-- Do this --
Rewrite the material below, putting "Could you locate" wherever "Would you mind spotting" occurs and leaving everything else unchanged.

..........

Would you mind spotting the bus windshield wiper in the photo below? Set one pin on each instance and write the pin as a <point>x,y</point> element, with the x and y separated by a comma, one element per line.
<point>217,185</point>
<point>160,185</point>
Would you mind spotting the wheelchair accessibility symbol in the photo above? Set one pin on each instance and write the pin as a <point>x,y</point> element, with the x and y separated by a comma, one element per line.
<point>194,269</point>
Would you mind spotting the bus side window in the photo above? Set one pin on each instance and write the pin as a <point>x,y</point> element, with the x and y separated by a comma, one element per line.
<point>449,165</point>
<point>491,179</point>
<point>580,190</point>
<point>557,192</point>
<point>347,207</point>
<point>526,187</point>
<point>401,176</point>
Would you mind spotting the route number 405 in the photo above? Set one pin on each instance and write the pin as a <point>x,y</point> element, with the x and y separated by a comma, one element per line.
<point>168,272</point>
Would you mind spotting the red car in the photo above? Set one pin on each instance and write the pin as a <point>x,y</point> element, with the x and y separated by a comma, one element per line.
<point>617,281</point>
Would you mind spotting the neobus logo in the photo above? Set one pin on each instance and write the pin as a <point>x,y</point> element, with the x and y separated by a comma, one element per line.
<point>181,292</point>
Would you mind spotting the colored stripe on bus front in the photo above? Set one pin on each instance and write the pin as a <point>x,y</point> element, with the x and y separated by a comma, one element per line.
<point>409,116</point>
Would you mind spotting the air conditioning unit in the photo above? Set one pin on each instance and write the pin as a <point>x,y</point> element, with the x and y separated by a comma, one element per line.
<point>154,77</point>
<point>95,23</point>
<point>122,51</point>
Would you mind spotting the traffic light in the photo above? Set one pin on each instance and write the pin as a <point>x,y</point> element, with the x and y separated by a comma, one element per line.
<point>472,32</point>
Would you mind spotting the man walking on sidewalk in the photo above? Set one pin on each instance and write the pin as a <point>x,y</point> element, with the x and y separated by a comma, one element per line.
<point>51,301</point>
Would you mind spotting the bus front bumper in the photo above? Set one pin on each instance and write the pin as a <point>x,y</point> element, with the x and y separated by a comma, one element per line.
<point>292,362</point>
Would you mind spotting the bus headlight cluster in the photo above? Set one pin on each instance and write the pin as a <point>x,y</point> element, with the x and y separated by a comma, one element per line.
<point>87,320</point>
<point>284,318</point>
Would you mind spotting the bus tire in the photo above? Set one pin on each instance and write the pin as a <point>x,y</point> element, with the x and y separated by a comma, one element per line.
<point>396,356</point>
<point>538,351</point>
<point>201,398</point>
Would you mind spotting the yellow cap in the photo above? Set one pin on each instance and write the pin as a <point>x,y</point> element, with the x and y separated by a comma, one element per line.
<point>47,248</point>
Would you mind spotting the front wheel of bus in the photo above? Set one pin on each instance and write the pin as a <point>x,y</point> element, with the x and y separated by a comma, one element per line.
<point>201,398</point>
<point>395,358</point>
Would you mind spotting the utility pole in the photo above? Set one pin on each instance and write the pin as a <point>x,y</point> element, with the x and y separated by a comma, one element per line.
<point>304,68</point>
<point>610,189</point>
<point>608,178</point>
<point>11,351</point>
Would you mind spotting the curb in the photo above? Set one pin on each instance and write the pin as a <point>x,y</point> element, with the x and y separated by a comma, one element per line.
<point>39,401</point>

..........

-- Solution to the exercise --
Could you locate the bus windshield wiper in the photo below? Set one pin on each instance and write the pin as a <point>x,y</point> element, with the x and y separated by a comma, one element per line.
<point>217,185</point>
<point>160,185</point>
Could you locate the wheelchair accessibility symbol in the photo above? Set one pin on each instance and write the pin as a <point>x,y</point> element, with the x and y separated by a comma, one element per line.
<point>194,269</point>
Could you locate the bus side window in the photo above? Set one pin on each instance and write the pin as a <point>x,y</point> element, with the x and y separated by a comma, one element per line.
<point>449,165</point>
<point>491,179</point>
<point>580,190</point>
<point>557,192</point>
<point>347,207</point>
<point>526,187</point>
<point>401,176</point>
Could you locate the route number 405 in the photo above? Set one pin on each instance and write the pin as a <point>x,y</point> element, with the x and y separated by a comma, one element per line.
<point>168,272</point>
Could you locate the red car in the photo above? Set one pin on each instance and write the pin as a <point>x,y</point> element, with the x and y separated by a comma, one element per line.
<point>617,281</point>
Could you locate the neobus logo in the photo above? Set one pin on each instance and write the pin as a <point>x,y</point> element, with the x and y separated by a comma, one element per line.
<point>181,292</point>
Could you locate the colored stripe on bus front in the photo above? Set one pin on each instance and write the pin as a <point>x,y</point> element, with the x and y separated by a comma, one element per line.
<point>409,116</point>
Could you locate the air conditioning unit in the photo above? Set one pin on each instance and write the pin as a <point>x,y</point> element, with the x and y separated by a comma, one element per line.
<point>154,77</point>
<point>95,23</point>
<point>122,51</point>
Could you locate the traffic light in the photo above? Set one pin on each instance and write the pin as a <point>x,y</point> element, with the x and y separated by a comma, one element per line.
<point>472,32</point>
Could you locate the man walking on sidewalk in the photo above? Set one pin on each instance and write the pin as a <point>x,y</point> element, with the x and y separated by a comma, one element per line.
<point>51,301</point>
Could you locate the bus front bumper in the photo above? Set one pin on each instance and write the pin as a <point>x,y</point> element, with the x and y separated by a comma, one element per line.
<point>292,362</point>
Could you locate the bus headlight cluster in the photo above? Set one pin on each instance and write the pin as a <point>x,y</point> element, with the x and y separated by a comma, one element per line.
<point>87,320</point>
<point>284,318</point>
Could you locate the bus tire in the photo above? Set one pin on each instance and write the pin as a <point>x,y</point> element, with the x and y separated by a comma, one element per line.
<point>396,356</point>
<point>538,351</point>
<point>201,398</point>
Could you locate the yellow cap in the photo above? Set one pin on each instance and write the pin as a <point>x,y</point> element, with the x and y separated by a comma, one element per line.
<point>47,248</point>
Could you locate the front wheel of bus in the photo above? Set one pin on each instance and write the pin as a <point>x,y</point> element, with the x and y separated by a comma, one element per line.
<point>201,398</point>
<point>395,358</point>
Could you locate the utility pole in the photo above? Set one pin on each instance and write the pin as a <point>x,y</point> element, with the x and y separated by a comma, one element per line.
<point>304,68</point>
<point>610,189</point>
<point>608,178</point>
<point>11,351</point>
Could you locate the curb in the photo above? Set one pin on each instance and write the pin as a <point>x,y</point> element, with the x and y separated by a comma, one element per line.
<point>39,401</point>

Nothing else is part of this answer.